Skip the images and restate every line of the records exactly.

*** Begin section ***

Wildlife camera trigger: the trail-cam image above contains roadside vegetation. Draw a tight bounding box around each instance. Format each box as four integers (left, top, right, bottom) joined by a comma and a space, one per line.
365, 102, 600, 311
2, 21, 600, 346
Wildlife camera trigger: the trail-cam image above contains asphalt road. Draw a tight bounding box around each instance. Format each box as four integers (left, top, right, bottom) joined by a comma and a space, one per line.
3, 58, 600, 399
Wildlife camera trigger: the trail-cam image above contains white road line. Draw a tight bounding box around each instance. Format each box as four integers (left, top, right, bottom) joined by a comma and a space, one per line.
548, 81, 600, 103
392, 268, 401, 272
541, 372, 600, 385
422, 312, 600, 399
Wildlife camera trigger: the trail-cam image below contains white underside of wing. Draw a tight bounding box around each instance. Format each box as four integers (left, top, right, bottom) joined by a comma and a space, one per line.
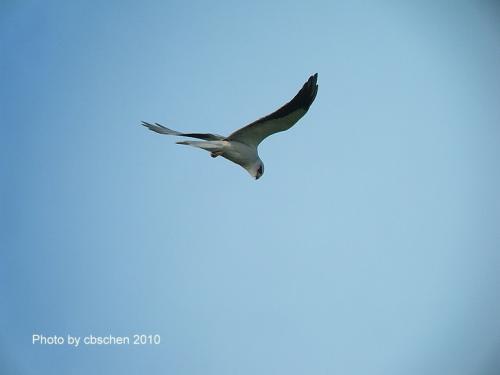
230, 108, 307, 147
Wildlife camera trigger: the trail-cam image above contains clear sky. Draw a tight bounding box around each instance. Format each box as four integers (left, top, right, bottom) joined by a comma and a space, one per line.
1, 1, 500, 374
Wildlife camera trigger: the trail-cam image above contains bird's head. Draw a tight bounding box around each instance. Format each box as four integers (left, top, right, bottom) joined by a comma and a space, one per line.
248, 160, 264, 180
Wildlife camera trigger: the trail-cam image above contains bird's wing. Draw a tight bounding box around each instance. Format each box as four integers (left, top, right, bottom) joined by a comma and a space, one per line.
226, 73, 318, 147
141, 121, 225, 141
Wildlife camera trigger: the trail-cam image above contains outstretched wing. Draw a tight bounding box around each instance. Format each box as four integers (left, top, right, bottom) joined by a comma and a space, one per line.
141, 121, 225, 141
226, 73, 318, 147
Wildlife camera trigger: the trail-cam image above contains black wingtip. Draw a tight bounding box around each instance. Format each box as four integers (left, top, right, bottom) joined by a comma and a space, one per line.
297, 73, 318, 111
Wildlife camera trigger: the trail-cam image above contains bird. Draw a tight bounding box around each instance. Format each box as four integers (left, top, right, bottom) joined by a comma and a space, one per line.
141, 73, 318, 180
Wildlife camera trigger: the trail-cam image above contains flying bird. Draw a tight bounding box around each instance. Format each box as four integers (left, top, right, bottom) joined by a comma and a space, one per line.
141, 73, 318, 179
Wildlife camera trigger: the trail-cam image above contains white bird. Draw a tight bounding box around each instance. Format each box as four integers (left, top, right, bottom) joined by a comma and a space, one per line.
142, 73, 318, 179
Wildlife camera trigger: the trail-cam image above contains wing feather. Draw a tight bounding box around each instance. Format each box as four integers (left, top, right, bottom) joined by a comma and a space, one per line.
141, 121, 225, 141
226, 73, 318, 147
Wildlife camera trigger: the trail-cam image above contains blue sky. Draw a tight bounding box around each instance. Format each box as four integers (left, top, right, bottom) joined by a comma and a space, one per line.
1, 1, 500, 374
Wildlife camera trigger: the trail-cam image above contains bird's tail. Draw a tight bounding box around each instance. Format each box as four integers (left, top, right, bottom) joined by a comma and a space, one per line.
176, 140, 224, 154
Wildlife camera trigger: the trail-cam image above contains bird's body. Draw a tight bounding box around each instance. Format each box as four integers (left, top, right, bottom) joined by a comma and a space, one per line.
177, 139, 263, 177
142, 73, 318, 179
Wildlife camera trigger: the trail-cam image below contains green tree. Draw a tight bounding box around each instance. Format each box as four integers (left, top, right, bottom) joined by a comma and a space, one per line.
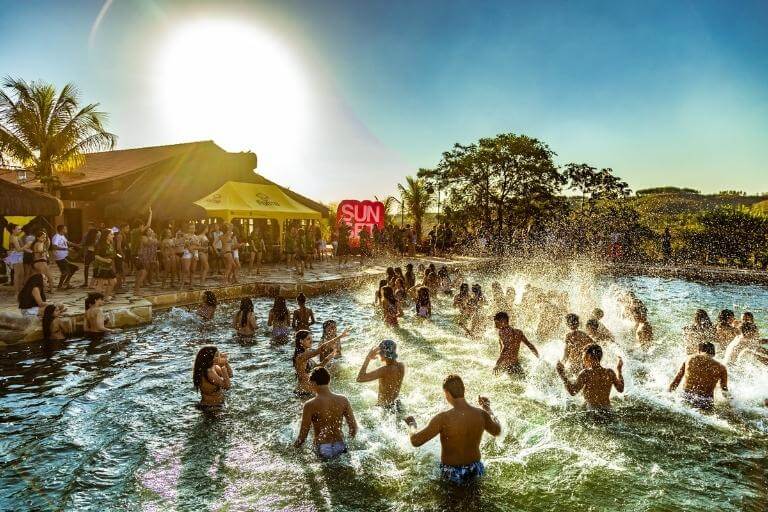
397, 176, 433, 239
420, 133, 564, 249
565, 163, 631, 211
691, 207, 768, 266
0, 77, 116, 192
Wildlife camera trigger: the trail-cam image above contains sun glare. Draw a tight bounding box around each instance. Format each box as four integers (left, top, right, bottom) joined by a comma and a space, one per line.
154, 19, 308, 163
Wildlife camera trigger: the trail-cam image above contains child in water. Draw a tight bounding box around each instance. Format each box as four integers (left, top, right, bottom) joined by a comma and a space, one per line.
292, 293, 316, 331
415, 286, 432, 319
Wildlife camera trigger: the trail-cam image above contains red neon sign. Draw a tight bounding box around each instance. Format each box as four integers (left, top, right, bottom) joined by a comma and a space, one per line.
337, 200, 385, 239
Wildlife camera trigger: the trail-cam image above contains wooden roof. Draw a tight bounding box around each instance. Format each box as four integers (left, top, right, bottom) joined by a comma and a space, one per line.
0, 178, 62, 216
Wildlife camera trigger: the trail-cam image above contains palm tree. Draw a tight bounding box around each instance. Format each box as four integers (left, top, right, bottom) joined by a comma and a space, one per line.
374, 195, 398, 224
0, 77, 116, 193
397, 176, 433, 239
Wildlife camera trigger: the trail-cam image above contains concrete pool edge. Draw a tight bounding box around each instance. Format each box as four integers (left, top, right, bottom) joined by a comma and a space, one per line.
0, 256, 491, 346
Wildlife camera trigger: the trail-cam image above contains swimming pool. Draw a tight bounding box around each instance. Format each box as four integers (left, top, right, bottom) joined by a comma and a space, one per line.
1, 272, 767, 511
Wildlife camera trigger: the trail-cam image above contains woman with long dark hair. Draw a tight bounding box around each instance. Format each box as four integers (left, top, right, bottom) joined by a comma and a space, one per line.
381, 286, 401, 327
404, 263, 416, 289
234, 298, 258, 336
415, 286, 432, 319
374, 279, 388, 306
42, 304, 66, 342
92, 229, 117, 300
197, 291, 218, 321
292, 328, 348, 396
193, 345, 232, 408
4, 223, 27, 295
683, 309, 716, 354
32, 230, 54, 294
268, 296, 291, 342
18, 271, 49, 316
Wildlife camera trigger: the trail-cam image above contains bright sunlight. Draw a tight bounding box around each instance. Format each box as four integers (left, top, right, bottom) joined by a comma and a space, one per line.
153, 18, 309, 162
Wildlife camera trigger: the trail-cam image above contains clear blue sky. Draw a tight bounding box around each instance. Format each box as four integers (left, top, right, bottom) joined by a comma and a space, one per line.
1, 0, 767, 201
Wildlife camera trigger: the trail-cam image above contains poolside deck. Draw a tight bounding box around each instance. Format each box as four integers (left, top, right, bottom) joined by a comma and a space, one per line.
0, 255, 487, 346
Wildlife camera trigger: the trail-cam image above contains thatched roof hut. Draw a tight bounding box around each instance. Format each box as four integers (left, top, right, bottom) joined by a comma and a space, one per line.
0, 177, 62, 216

*** End section ***

TASK OUTPUT:
Wildlife camera trigger: the trail-cam image above contains roadside vegetation. Draw a tight bounding box around each instance. Format each box as four integers (left, top, right, bottom) joined by a comma and a space, one per line.
365, 102, 600, 311
2, 21, 600, 346
Wildlife camera trigger: the trail-cam image above contains asphalt road. Draw a tight bounding box around each instance. Format each box as four integers (left, top, right, bottom) joined by a comma and a space, one per line.
3, 58, 600, 399
Wildlife camera trigger: the trail-cam image above contains white road line. Draw a tight bounding box around each instance. Format each box as four integers (left, top, right, bottom) joined by a comma and a space, one per line.
548, 81, 600, 103
392, 268, 401, 272
541, 372, 600, 385
422, 312, 600, 399
Wildlife camera trigger: the trail-cam image below contains white underside of wing. Draw a tight bounding box around each instance. Format each box as four integers (left, top, right, bottom) joined by a comma and a space, one per line.
230, 108, 307, 147
Wildlife camera trigger: the trail-cam image above contains clear sky. Draw a tight bounding box around each instance. Format each box as four integers (left, top, right, bottom) joined by a comma and a space, one per line.
1, 1, 500, 374
Wildlife camera trigger: the trail-cam image above contains bird's head. Draw a tight bounding box around each instance. Format each box as four integers (left, top, right, bottom) joined by a comma and a space, one per line.
248, 160, 264, 180
Wildlife camera trigger: the trail-cam image above contains bird's wing. Draw a tight bounding box around each instance. Format each box as four integers (left, top, right, bottom) joined by a comma and a space, one per line.
226, 73, 318, 147
141, 121, 225, 141
Wildlife camera trigger: the trail-cam image above contains outstretched wing. Draw a tight bounding box around each instance. Format each box as four integers (left, top, right, bottom) joined by a comma and a space, one per line.
141, 121, 225, 141
226, 73, 318, 147
Wildlife camera trigger: the trail-cam image above contains black wingtip. Draw a tight bounding box around each instance. Format each box as four integers (left, top, right, bottom) joined by a comma and a space, one per line.
297, 73, 318, 111
Wildlife camera trigger: the trail-cam image above contains bird. Draw a tight bounding box around each instance. Format each box as four integers (left, top, right, bottom) joined by a comma and a space, one per line.
141, 73, 318, 180
Wildlife camera trigger: the trail-cam image above contains flying bird. Draw a tight bounding box around each instance. Format each box as four integers (left, top, right, bottom) joined by a comma and a space, one per line.
141, 73, 318, 179
Wildlife camera trigger: the trail-cam image above contains white bird. Draw a tight bounding box around each instance. Format each box as four integers (left, top, right, bottom) joined by a comma and a space, one per line.
142, 73, 318, 179
Wildlife camera trigger: the trail-cam image above contains wing feather. Draw a tight bounding box around each instance. Format each box as four integers (left, top, right, bottom) joined by a comma and a space, one per line.
141, 121, 225, 141
226, 73, 318, 147
Wildlife camera trigger: the trail-cam image above contains blue sky. Draw a tight bounding box around each instance. Format each box as four integers (left, top, right, bottom) joined by a comma and a space, one per line.
1, 1, 500, 374
Wildlife camera trigger: the trail-cam image above contains bird's tail. Draw a tight bounding box around each instance. Format each box as four integers (left, top, right, bottom) joined by a comma and a space, one per line.
176, 140, 224, 154
Wildlife camera trigger: the trail-cam image above contains bird's body. Draw a tight bounding box around each instance. Format each box as four integers (left, top, right, bottom) joined by a comma and a space, one per line.
177, 139, 263, 177
142, 73, 318, 179
Wildlife camera trigger: the trail-cam image below contains green tree. Draw a tight bounding box around each instance. Format each box as four integers (left, top, right, bottom) joined by a comma and a space, one per line.
397, 176, 433, 239
420, 133, 564, 249
565, 163, 631, 211
691, 207, 768, 266
0, 77, 116, 192
Wildlife camera trigger: the trail-cam image above contains sun glare. Draw a tight bounding box around each instance. Format each box as four integers (left, top, right, bottom) joined by a comma and a space, one per line.
154, 19, 308, 163
Wildlife camera trigger: the trail-cam image above contains child in water. Draw a tight bounding box around each instance. Format each box as four integers (left, top, right, bottom) joined by a comma and a space, one per line.
292, 293, 316, 331
415, 286, 432, 319
Wildlife camera trigger: the trail-cam image above contains red neon sign. Draw a tight bounding box around each instance. Format each box as four integers (left, top, right, bottom) joined by a comma and a space, one per line.
337, 200, 385, 239
Wildlife camera trigger: the trail-cam image above contains wooden roof. Draw a tight bounding box around each instance. Format each box as four integers (left, top, right, bottom) joined by a comma and a space, one per line.
0, 178, 62, 216
Wildlife camera trigger: the trail-cam image above contains palm tree. Draw a tight bounding box around each instance. Format each box as four integers (left, top, right, bottom) joined by a comma and a space, one per line.
374, 195, 398, 224
0, 77, 116, 193
397, 176, 433, 239
Wildlife camera trigger: the trail-cam image above contains concrete pool edge. Draw a tight bounding box around each instance. Format each box as four integers (left, top, right, bottom) joined by a comma and a space, one per line.
0, 256, 491, 346
Wildlife camera trigger: the trail-cam image above contains swimming pool. Draw a tight bounding box around each instance. Format each box as four integers (left, top, right, bottom) joined by a comma and a space, one per line.
1, 272, 767, 511
Wildlife camera trigger: the trail-cam image above contains woman with long dark hair. Draw a tight bounding box around each instance. Format each box as four integers (left, top, right, bottom) joined by a comma and a space, one per line.
381, 286, 401, 327
404, 263, 416, 289
234, 298, 258, 336
415, 286, 432, 319
374, 279, 388, 306
42, 304, 66, 342
92, 229, 117, 300
197, 291, 218, 321
292, 328, 348, 396
193, 345, 232, 408
4, 223, 27, 295
683, 309, 716, 354
32, 230, 54, 294
268, 296, 291, 342
18, 271, 49, 316
Wildlife camera trigger: the trail-cam image above contains bright sunlight. Draw a tight bounding box around each instance. Format each box as four integers (left, top, right, bottom) joined by a comma and a space, one per line.
153, 18, 309, 162
Wildlife camera trigger: the trail-cam image above contains clear blue sky. Draw a tight bounding box around each instance. Format each box as four integers (left, top, right, bottom) joined by a comma and a space, one per line.
1, 0, 767, 201
Wildlife camera trigger: the trail-cam image above contains poolside deck. Draw a tight bounding box around each instance. Format each box as four integers (left, top, right, bottom) joined by a comma and a space, one per line.
0, 255, 487, 346
Wildlife camera trigger: the trail-cam image above contains thatched roof hut. Draw a tight bounding box around each instance. Format each box as four integers (left, top, right, bottom) joined by a comma and a space, one per line.
0, 177, 62, 216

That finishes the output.